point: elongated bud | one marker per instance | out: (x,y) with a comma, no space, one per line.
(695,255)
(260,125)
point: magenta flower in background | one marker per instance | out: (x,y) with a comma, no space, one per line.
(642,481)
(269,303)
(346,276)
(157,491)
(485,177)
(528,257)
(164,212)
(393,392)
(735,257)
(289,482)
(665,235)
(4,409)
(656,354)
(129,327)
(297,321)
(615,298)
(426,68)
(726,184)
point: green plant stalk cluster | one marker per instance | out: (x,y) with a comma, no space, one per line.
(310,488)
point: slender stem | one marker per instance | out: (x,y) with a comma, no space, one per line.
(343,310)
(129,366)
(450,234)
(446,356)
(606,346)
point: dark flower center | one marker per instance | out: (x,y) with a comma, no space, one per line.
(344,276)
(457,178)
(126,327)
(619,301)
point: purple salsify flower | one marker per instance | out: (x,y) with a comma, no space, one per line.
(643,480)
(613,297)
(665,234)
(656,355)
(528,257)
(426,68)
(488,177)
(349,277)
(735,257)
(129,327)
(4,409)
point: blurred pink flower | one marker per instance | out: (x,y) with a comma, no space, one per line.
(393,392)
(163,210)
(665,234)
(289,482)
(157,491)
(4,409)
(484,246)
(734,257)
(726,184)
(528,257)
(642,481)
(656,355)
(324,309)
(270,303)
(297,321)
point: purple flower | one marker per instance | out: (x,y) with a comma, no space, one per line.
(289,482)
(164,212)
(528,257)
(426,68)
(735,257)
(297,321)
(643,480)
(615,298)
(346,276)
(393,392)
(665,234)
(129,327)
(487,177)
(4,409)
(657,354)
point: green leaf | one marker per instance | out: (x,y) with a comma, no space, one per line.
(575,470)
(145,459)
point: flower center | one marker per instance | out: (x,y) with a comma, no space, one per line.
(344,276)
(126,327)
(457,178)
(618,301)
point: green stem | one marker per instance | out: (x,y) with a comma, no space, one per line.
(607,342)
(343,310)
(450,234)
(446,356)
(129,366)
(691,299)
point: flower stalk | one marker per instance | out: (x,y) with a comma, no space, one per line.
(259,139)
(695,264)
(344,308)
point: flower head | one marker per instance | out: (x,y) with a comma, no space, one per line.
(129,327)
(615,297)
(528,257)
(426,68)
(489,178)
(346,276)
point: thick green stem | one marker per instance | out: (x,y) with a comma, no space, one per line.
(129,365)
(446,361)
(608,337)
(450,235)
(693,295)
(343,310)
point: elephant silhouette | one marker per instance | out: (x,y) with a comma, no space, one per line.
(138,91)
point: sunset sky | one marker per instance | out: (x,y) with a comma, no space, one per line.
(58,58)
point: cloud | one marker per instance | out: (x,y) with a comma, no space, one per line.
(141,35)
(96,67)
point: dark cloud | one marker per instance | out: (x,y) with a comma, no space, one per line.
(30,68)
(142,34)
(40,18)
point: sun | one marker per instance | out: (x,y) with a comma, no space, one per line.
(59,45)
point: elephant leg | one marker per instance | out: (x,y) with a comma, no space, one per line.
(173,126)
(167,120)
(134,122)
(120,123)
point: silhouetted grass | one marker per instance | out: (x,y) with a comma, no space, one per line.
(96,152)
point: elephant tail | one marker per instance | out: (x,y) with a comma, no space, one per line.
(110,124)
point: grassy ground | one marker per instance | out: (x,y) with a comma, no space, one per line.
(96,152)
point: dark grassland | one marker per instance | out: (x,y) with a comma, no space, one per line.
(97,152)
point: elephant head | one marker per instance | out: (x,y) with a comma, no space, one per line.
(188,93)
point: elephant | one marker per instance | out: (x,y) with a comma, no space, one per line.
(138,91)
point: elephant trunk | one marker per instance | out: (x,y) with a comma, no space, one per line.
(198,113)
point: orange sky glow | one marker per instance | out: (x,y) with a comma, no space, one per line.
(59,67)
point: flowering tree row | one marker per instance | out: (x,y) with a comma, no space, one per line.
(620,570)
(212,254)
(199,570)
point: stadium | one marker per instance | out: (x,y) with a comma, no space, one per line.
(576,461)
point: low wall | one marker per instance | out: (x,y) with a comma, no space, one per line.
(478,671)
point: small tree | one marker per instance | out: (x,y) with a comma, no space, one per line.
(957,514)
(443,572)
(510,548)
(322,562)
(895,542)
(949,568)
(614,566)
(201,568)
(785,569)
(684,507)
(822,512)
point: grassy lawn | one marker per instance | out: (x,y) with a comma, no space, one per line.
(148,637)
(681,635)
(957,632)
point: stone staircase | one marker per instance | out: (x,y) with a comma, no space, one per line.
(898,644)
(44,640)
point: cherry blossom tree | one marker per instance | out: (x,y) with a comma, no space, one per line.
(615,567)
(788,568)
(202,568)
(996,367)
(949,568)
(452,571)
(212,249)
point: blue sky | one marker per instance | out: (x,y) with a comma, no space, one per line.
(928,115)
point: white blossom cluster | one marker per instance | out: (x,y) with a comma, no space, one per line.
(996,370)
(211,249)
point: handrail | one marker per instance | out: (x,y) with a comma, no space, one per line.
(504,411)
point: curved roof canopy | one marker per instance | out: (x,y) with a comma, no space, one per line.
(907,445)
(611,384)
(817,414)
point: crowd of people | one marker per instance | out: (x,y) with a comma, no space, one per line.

## Brief
Keeping every line exactly as it is, copy all the records.

## Answer section
point: elongated bud | one marker per instance | out: (x,y) with a comma, no space, one per line.
(695,255)
(260,125)
point: magenta flower in background | one marker per instance | out: (x,y) with a comma, no space, one per line.
(642,481)
(269,303)
(346,276)
(157,491)
(485,177)
(528,257)
(164,212)
(393,392)
(735,257)
(289,482)
(665,235)
(4,409)
(656,354)
(129,327)
(297,321)
(615,298)
(426,68)
(726,184)
point: green plant stalk cluster | one marker per instance | out: (x,y) with a comma, no space, one per line.
(310,488)
point: slender stem | one marker per instance | out: (x,y) with a comma, no space, one per line.
(343,310)
(129,366)
(450,234)
(446,356)
(606,346)
point: dark flower center | one marker per instance | out: (x,y) with a comma, no space, one per line.
(344,276)
(457,178)
(126,327)
(619,301)
point: purple salsify flower | one marker per instance | out: (x,y) with a comma, no space, one per line.
(643,480)
(613,297)
(665,234)
(656,355)
(528,257)
(426,68)
(488,177)
(349,277)
(735,257)
(129,327)
(4,409)
point: blurred pink flower | one marker per instance | out: (x,y) with a comma, no space, one per line.
(393,392)
(163,210)
(665,234)
(289,482)
(157,491)
(4,409)
(484,246)
(734,257)
(726,184)
(528,257)
(642,481)
(656,355)
(324,309)
(270,303)
(297,321)
point: purple flower | one marker per instance | out: (x,y) with a comma, no space, one per line.
(289,482)
(164,212)
(528,257)
(426,68)
(735,257)
(297,321)
(643,480)
(615,298)
(346,276)
(393,392)
(665,234)
(129,327)
(487,177)
(4,409)
(657,354)
point: green leaf | one marker per instance | out: (x,y) with a comma, no space, one per line.
(575,470)
(145,459)
point: flower center | one marker per instance | out: (x,y) with a comma, no space, one per line.
(344,276)
(126,327)
(457,178)
(618,301)
point: green stem | one marker per instance | out: (x,y) with a comma, no space, one per line.
(607,342)
(343,310)
(450,234)
(446,356)
(129,366)
(691,299)
point: flower stalk | one marker per instance | out: (x,y) with a comma, no space, one per line.
(259,139)
(695,264)
(344,308)
point: flower head | one marker per instance | out: (x,y) with a comma, no space, one per line.
(129,327)
(615,297)
(528,257)
(426,68)
(489,178)
(346,276)
point: thick green stem | one marker per instance | out: (x,y) with a comma, no space, one per line.
(129,365)
(446,361)
(608,337)
(450,235)
(693,295)
(343,310)
point: elephant silhouette | one marker per instance | out: (x,y) with a comma, no space, one per line.
(138,91)
point: sunset sky | one marker per instance | out: (x,y) with a comma, no space, one per line.
(58,58)
point: cloud | one marker per instance | out: (x,y) with a comma, no space, one per line.
(141,35)
(96,67)
point: dark cloud | one marker per instance | out: (x,y) with a comma, no space, one per line.
(30,68)
(142,34)
(40,18)
point: sun | one marker per instance | out: (x,y) with a comma, no space, one per line.
(59,45)
point: elephant leg | one marker per instance | out: (x,y) with a comma, no space, one per line.
(173,126)
(167,120)
(134,122)
(120,123)
point: silhouetted grass | one marker per instance | out: (x,y) with a comma, no space, one per line.
(96,152)
point: elephant tail | one marker per instance | out: (x,y) with a comma, no space, one per line.
(110,124)
point: grassy ground | one marker per instance | out: (x,y) with a comma, no space, one per line.
(96,152)
point: dark grassland | one marker per instance | out: (x,y) with a comma, no space, one per line.
(97,152)
point: elephant head | one marker per instance | out: (x,y) with a comma, no space, one per line.
(188,93)
point: elephant | one marker per instance | out: (x,y) with a comma, no space, one per line.
(138,91)
point: elephant trunk | one marker per instance | out: (x,y) with a comma, no space, one per line.
(198,113)
point: orange sky glow | one marker per instance | out: (x,y) with a comma, no space, one per line.
(59,67)
point: flowering tree row | one marker per instance | out: (x,y) with a comma, no space, one per line.
(620,570)
(212,254)
(199,570)
point: stadium | one marker per instance | out: (x,y) with a comma, no space, one per line.
(576,461)
point: low wall | one marker per instance | out: (x,y) with a comma, no space, one per line.
(478,671)
point: small tree | one marker per instance | out: (x,y) with a comma, no space, one per line.
(957,514)
(443,572)
(510,548)
(322,562)
(895,542)
(949,568)
(614,566)
(201,568)
(785,569)
(684,507)
(822,512)
point: grassy lawn | one marker per instance | out: (x,y) with a comma, no space, one per line.
(148,637)
(681,635)
(957,632)
point: stone staircase | one marker per instance | out: (x,y) with a comma, no space, one per line.
(898,644)
(44,640)
point: cherry blossom tree | one marker per instance | out: (x,y) with a comma, no space, one per line.
(615,567)
(788,568)
(202,568)
(996,367)
(949,568)
(452,571)
(212,249)
point: blue sky | one marker per instance | out: (x,y) with a comma, no space, one per line.
(928,115)
point: white blossom cluster | one marker per instance | out: (x,y) with a comma, no space, one per line.
(996,370)
(211,249)
point: handrail | one marker per instance | out: (x,y) with a comma, no space, one per line.
(504,411)
point: curved roof canopy | one marker per instance | out: (x,y) with a comma, no space, one per line.
(907,445)
(611,384)
(817,414)
point: crowd of people | one marker per instance | out: (x,y) with a comma, no space, one per line.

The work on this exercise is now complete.